• [Objectif de la tâche]:
D'après l'extrait sur le Salon international du livre d'Abidjan, répondez brièvement :
1. Quel jour le ton du Sila 12 a-t-il été donné au palais de Treichville ?
2. Quelle profession exerce Manick Siar-Titeca, et au sein de quelle académie ?
3. En quelle année la maison d'édition « Une voix, une histoire » a-t-elle été officiellement lancée ?

10 000 visiteurs en moyenne par jour, près 100 stands, c’est la foire des belles lettres qui s’est déroulée en Côte d’Ivoire. Le mardi 17 mai, c’est au palais de Treichville que le ton a été donné pour la 12e édition du Salon international du livre d’Abidjan, Sila. Les amoureux du livre se sont empressés de prendre d’assaut le palais de la culture Bernard Dadié pour ne rien manquer au Sila 12.
Voixdefemme.net a rencontré Manick Siar-Titeca, psychologue de l’Éducation nationale, spécialité éducation, développement et apprentissage, au sein de l’Académie de la Guadeloupe. Cette exposante au Sila nous raconte son projet dans cet entretien accordé au magazine.
Présidente de la première maison d’édition des îles Caraïbes « Une voix, une histoire ». Comment est né ce projet ?
Le projet est né de ma formation première, c’est-à-dire, psychologue. Je travaille beaucoup avec les enfants, j’ai fait une étude sur le territoire. J’ai constaté qu’il avait un véritable désamour de la littérature caribéenne. C’est-à-dire nos élèves connaissent beaucoup d’auteurs de la littérature classique française. Mais dès qu’on parle d’auteurs de chez nous, il n’y avait plus personne. En plus, ils ne lisent pas beaucoup. Il y a un fort diletrisme également, et on se pose la question de l’égalité. Si nous voulons que tout le monde soit égal à la culture, qu’est ce qui fallait faire ? Il fallait être accessible et l’accessibilité dans le livre, c’est la mise en voix. Voilà d’où naît ce projet. Certains handicaps ou encore l’illettrisme ne seront plus des freins pour accéder à la culture caribéenne.
Depuis quand votre projet existe-il ?
Nous avons travaillé silencieusement de 2016 à 2020 pendant 4 ans afin de réunir l’équipe. Le lancement officiel de cette maison d’édition a eu lieu en 2020. Donc nous avons à peine, un an et quelques mois d’exercice.
Vous comptez combien d’écrivains et de narrateurs ?

• [Enregistrements fournis]:

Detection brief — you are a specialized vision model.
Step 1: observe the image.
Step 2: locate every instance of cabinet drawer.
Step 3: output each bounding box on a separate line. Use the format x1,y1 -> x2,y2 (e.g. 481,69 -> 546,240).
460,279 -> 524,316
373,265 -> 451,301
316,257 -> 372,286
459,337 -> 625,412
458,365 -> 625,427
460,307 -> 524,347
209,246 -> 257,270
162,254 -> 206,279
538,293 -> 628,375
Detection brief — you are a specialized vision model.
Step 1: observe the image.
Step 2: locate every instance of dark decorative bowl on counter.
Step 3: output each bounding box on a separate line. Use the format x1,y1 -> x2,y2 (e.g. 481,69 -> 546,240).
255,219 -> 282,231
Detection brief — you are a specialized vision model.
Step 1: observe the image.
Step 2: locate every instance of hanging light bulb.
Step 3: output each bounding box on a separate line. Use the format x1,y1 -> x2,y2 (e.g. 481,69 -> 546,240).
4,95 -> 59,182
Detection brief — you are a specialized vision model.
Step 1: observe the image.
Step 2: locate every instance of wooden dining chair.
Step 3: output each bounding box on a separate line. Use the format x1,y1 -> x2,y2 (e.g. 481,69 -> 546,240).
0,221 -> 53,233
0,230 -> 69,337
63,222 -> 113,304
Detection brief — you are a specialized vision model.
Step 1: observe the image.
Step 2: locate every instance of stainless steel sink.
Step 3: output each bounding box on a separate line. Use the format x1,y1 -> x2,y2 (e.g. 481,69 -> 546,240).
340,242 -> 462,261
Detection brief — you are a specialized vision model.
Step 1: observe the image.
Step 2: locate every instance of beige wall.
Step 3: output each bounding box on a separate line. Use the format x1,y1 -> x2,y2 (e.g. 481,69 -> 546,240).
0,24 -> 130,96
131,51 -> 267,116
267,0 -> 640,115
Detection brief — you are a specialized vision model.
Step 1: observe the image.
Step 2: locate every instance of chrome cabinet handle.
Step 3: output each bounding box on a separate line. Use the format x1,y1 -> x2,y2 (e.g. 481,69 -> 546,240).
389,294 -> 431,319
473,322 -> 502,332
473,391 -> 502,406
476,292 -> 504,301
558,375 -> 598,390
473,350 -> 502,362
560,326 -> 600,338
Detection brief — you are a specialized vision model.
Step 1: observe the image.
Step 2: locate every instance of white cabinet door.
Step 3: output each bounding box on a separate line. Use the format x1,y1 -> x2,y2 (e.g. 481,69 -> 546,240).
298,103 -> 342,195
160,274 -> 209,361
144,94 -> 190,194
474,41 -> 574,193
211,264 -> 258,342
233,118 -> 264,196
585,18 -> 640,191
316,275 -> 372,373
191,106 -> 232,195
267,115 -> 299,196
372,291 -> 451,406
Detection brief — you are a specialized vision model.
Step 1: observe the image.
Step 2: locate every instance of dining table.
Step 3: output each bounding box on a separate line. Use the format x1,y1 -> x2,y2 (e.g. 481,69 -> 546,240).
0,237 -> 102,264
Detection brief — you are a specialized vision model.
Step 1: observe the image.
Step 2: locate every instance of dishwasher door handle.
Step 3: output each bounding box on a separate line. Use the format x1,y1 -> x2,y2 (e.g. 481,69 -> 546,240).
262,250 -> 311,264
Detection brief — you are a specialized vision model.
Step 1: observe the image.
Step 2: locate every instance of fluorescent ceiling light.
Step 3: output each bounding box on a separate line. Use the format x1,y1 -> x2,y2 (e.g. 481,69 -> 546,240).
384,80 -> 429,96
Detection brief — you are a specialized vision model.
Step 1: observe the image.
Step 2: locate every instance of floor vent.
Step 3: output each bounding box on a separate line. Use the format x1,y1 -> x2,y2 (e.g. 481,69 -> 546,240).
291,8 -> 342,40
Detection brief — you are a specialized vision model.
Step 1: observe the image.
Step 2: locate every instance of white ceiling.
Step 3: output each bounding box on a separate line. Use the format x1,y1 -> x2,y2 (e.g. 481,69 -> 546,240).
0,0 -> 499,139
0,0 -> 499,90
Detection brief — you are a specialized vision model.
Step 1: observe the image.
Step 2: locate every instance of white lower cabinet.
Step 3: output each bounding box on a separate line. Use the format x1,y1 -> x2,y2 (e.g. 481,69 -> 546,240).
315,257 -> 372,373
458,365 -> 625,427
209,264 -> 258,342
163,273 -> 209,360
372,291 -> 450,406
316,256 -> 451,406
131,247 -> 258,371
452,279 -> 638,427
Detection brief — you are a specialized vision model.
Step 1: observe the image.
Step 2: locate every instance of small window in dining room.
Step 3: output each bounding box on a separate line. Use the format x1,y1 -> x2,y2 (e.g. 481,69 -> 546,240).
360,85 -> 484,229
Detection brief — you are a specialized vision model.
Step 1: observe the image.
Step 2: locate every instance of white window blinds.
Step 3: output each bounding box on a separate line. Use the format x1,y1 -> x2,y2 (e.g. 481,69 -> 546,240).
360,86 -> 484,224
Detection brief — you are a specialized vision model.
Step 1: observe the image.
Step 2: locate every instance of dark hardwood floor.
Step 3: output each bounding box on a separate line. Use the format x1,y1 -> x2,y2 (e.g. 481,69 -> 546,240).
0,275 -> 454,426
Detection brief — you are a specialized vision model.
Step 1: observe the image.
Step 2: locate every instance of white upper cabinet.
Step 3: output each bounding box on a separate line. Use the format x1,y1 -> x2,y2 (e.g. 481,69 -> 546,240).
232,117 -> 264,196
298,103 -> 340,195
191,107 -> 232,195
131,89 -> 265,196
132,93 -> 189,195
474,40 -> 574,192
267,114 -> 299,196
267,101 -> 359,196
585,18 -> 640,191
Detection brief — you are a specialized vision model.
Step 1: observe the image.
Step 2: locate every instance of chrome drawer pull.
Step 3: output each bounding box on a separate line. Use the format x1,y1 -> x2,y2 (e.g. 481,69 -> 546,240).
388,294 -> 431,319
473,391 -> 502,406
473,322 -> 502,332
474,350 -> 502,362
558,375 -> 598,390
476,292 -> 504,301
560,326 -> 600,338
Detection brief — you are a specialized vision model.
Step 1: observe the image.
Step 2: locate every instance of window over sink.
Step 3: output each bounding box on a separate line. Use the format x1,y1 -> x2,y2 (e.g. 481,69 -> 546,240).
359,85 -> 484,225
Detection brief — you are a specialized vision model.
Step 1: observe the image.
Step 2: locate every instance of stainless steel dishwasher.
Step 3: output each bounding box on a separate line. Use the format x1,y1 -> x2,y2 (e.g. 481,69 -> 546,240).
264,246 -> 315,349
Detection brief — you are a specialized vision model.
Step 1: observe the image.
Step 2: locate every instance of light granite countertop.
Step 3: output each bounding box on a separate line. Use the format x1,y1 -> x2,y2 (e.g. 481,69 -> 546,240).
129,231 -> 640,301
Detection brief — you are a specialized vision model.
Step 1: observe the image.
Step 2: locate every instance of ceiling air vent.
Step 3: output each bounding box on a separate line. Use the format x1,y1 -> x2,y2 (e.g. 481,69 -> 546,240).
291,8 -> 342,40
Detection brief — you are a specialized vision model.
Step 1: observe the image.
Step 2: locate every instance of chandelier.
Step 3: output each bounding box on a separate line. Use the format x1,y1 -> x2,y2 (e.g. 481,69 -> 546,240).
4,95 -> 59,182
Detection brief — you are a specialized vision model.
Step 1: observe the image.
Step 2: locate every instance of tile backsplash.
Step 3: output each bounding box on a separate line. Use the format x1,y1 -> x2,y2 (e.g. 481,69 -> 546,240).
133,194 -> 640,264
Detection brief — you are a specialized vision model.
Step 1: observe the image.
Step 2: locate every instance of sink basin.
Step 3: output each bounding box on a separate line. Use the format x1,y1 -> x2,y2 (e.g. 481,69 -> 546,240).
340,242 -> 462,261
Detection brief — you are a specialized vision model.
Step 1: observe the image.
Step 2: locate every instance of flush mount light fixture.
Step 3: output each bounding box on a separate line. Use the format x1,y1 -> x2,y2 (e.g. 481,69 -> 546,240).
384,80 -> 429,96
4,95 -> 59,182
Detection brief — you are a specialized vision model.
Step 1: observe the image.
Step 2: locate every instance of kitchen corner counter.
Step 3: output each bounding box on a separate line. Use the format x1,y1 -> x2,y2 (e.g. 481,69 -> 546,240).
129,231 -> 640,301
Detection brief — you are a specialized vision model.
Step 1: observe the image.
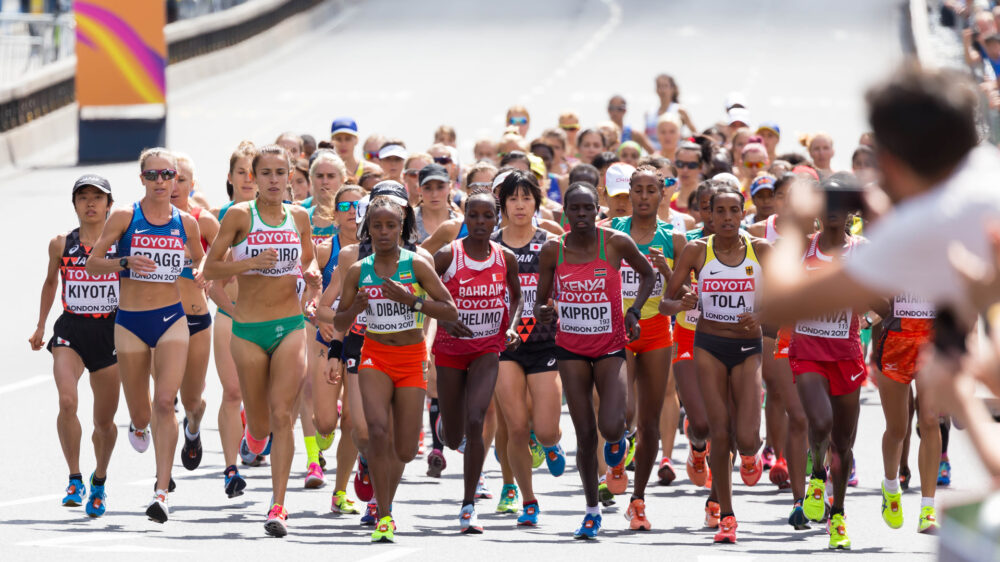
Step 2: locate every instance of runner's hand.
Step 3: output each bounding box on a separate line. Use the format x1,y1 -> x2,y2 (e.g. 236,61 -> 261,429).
28,328 -> 45,351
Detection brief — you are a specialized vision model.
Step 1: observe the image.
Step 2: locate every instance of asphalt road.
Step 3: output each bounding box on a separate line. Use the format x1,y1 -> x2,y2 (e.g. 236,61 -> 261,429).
0,0 -> 983,561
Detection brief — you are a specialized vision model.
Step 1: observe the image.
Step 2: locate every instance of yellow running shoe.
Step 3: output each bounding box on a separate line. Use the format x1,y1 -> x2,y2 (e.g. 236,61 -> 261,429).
827,513 -> 851,550
917,505 -> 940,535
802,478 -> 826,521
882,483 -> 903,529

• [Réponse complète]:
1. Le mardi 17 mai.
2. Elle est psychologue de l'Éducation nationale, spécialité éducation, développement et apprentissage, au sein de l'Académie de la Guadeloupe.
3. En 2020.